__Direction__
Switch each "even-odd rule" in the items below to "nonzero winding rule" and change nothing else. Give all the lines again but leave out the pictures.

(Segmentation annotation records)

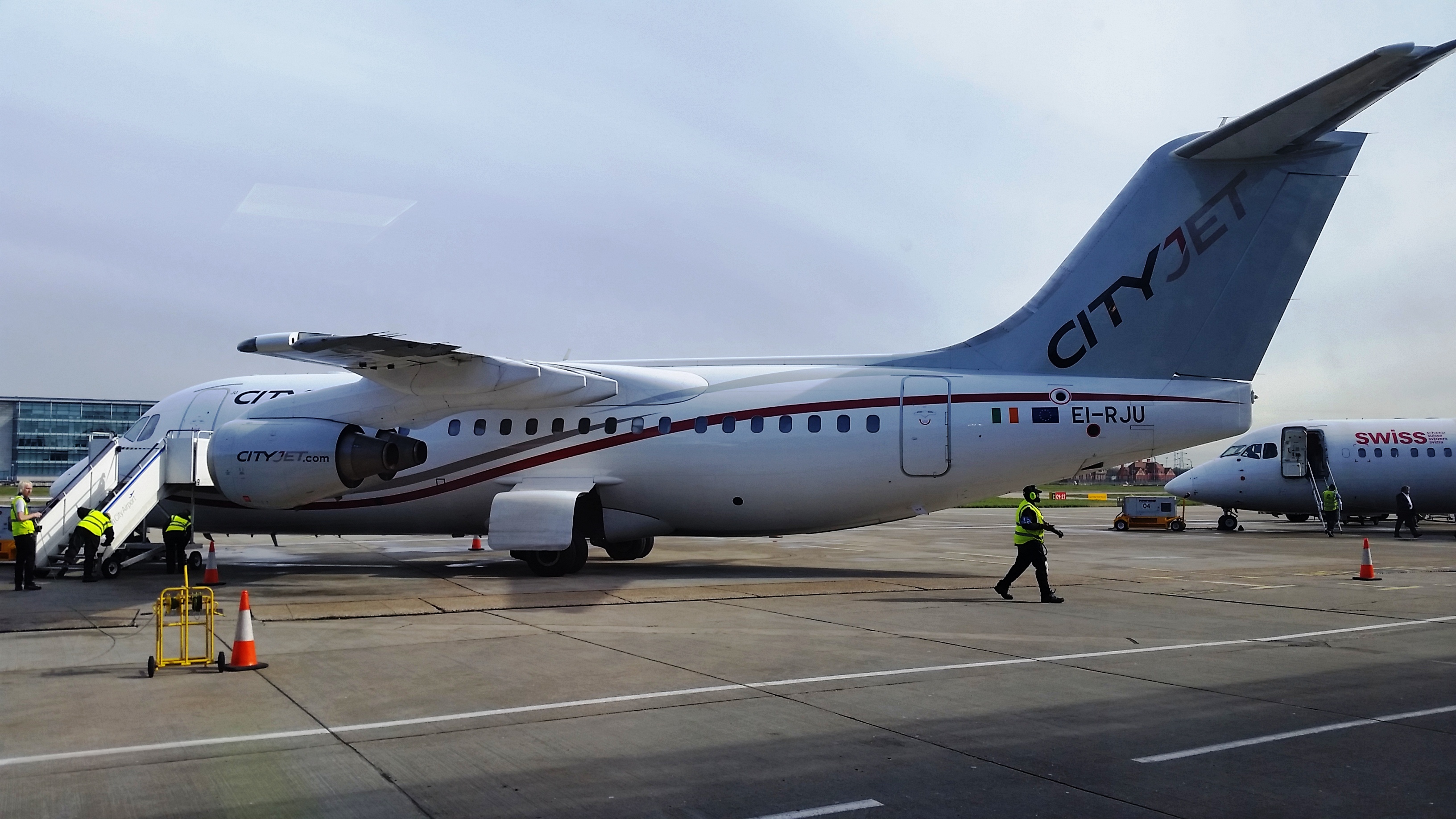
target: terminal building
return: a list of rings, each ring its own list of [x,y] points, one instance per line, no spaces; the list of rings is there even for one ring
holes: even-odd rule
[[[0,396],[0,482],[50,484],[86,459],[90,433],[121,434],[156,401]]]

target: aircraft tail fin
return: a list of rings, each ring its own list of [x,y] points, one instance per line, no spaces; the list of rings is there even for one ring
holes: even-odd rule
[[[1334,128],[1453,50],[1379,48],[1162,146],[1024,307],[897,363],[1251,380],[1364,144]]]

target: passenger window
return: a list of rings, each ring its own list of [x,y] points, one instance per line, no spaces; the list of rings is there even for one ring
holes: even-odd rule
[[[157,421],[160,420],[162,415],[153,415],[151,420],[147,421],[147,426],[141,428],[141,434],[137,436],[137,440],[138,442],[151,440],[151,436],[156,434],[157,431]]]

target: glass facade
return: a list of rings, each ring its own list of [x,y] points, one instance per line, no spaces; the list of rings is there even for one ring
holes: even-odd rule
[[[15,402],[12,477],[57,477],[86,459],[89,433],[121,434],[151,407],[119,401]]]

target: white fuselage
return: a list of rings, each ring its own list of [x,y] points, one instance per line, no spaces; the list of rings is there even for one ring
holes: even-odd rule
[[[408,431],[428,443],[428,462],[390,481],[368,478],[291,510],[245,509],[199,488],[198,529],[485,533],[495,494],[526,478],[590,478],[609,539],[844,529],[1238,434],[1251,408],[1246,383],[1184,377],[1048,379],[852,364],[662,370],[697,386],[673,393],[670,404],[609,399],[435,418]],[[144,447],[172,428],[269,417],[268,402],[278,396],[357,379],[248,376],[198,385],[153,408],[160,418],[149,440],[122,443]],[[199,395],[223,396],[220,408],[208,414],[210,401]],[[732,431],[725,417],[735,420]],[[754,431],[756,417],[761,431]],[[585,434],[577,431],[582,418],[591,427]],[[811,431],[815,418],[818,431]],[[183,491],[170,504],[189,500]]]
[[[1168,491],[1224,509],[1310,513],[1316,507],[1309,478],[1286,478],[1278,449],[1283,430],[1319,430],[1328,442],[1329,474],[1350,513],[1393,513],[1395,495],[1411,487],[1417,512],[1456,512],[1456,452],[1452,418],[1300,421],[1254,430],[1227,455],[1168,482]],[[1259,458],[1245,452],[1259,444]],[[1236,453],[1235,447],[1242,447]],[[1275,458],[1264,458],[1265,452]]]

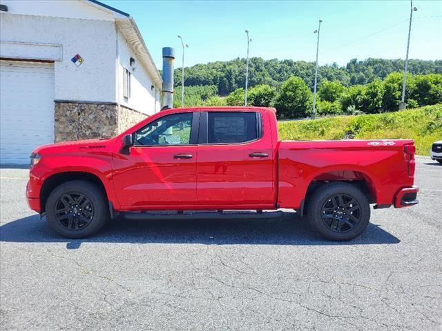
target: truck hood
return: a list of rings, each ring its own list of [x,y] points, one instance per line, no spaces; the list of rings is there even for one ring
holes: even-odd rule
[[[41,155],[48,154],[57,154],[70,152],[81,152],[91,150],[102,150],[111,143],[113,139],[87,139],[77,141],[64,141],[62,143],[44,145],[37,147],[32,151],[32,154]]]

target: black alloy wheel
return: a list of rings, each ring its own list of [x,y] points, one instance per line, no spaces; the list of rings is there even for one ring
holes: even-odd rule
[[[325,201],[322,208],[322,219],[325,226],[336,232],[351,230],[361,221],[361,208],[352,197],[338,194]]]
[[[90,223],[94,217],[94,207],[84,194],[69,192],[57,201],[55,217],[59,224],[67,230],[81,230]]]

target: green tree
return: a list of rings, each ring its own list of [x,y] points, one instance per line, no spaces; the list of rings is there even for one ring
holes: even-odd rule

__The reply__
target: terminal building
return: a list of rings, each ring its own list of [x,y] points, one instance per line, no spaces; the list of rings is there even for one ring
holes: nonzero winding rule
[[[0,396],[0,482],[50,484],[86,459],[90,433],[121,434],[156,401]]]

target: aircraft tail fin
return: a list of rings, each ring its own list of [x,y] points, one instance per line, no spaces; the list of rings is there even for one ring
holes: nonzero winding rule
[[[1334,128],[1453,50],[1379,48],[1162,146],[1024,307],[897,363],[1251,380],[1364,144]]]

target: passenger window
return: a list of rings, each ring its own list of [x,y] points, one instance per line, no spaces; the list of rings is there even for one ring
holes: nonzero winding rule
[[[157,421],[160,420],[162,415],[153,415],[151,420],[147,421],[147,426],[141,428],[141,434],[137,436],[137,440],[138,442],[151,440],[151,436],[156,434],[157,431]]]

target: glass facade
return: a list of rings, each ring its own list of [x,y] points, one instance per line, no spaces; the list of rings is there even for one ring
holes: nonzero winding rule
[[[15,402],[12,477],[57,477],[86,459],[89,433],[121,434],[151,407],[119,401]]]

target: white fuselage
return: a list of rings, each ring its own list of [x,y] points, one instance per line, no spaces; the list of rings is there even for one ring
holes: nonzero winding rule
[[[408,431],[428,443],[428,462],[390,481],[368,478],[291,510],[245,509],[199,488],[198,529],[485,533],[495,494],[526,478],[590,478],[609,539],[844,529],[1238,434],[1251,408],[1246,383],[1184,377],[1048,379],[852,364],[662,370],[697,386],[673,393],[670,404],[609,399],[435,418]],[[144,447],[172,428],[269,417],[268,402],[278,396],[357,379],[248,376],[198,385],[153,408],[160,418],[149,440],[122,443]],[[199,395],[223,396],[220,408],[208,414],[210,401]],[[732,431],[725,417],[735,420]],[[754,431],[756,417],[761,431]],[[585,434],[577,431],[582,418],[591,427]],[[811,431],[815,418],[818,431]],[[183,491],[170,504],[189,500]]]
[[[1168,491],[1224,509],[1310,513],[1316,507],[1309,478],[1286,478],[1278,449],[1283,430],[1319,430],[1328,442],[1329,474],[1350,513],[1393,513],[1395,495],[1411,487],[1417,512],[1456,512],[1456,452],[1452,418],[1300,421],[1254,430],[1227,455],[1168,482]],[[1259,458],[1245,452],[1259,444]],[[1236,453],[1235,447],[1242,447]],[[1275,458],[1264,458],[1265,452]]]

target: truck hood
return: a list of rings, each ring its own list of [x,y] points, one instance per line, no spaces; the list of rings is there even for one ring
holes: nonzero winding rule
[[[41,155],[48,154],[57,154],[70,152],[81,152],[91,150],[102,150],[111,143],[113,139],[87,139],[77,141],[64,141],[62,143],[44,145],[37,147],[32,151],[32,154]]]

target: black alloy wheel
return: a list of rings, each ring its own list of [x,y] points, one instance per line, no spaces; the list of rings is there even for one ring
holes: nonzero winding rule
[[[325,201],[322,208],[322,219],[325,226],[336,232],[351,230],[361,221],[361,208],[352,197],[338,194]]]
[[[90,223],[94,217],[94,207],[84,194],[69,192],[57,201],[55,217],[59,224],[67,230],[81,230]]]

target: green tree
return: a list of rings, each ring its own list of [x,y] points, one instance per line, no spaces; the list of rings is there even for one ring
holes: nonzero winding rule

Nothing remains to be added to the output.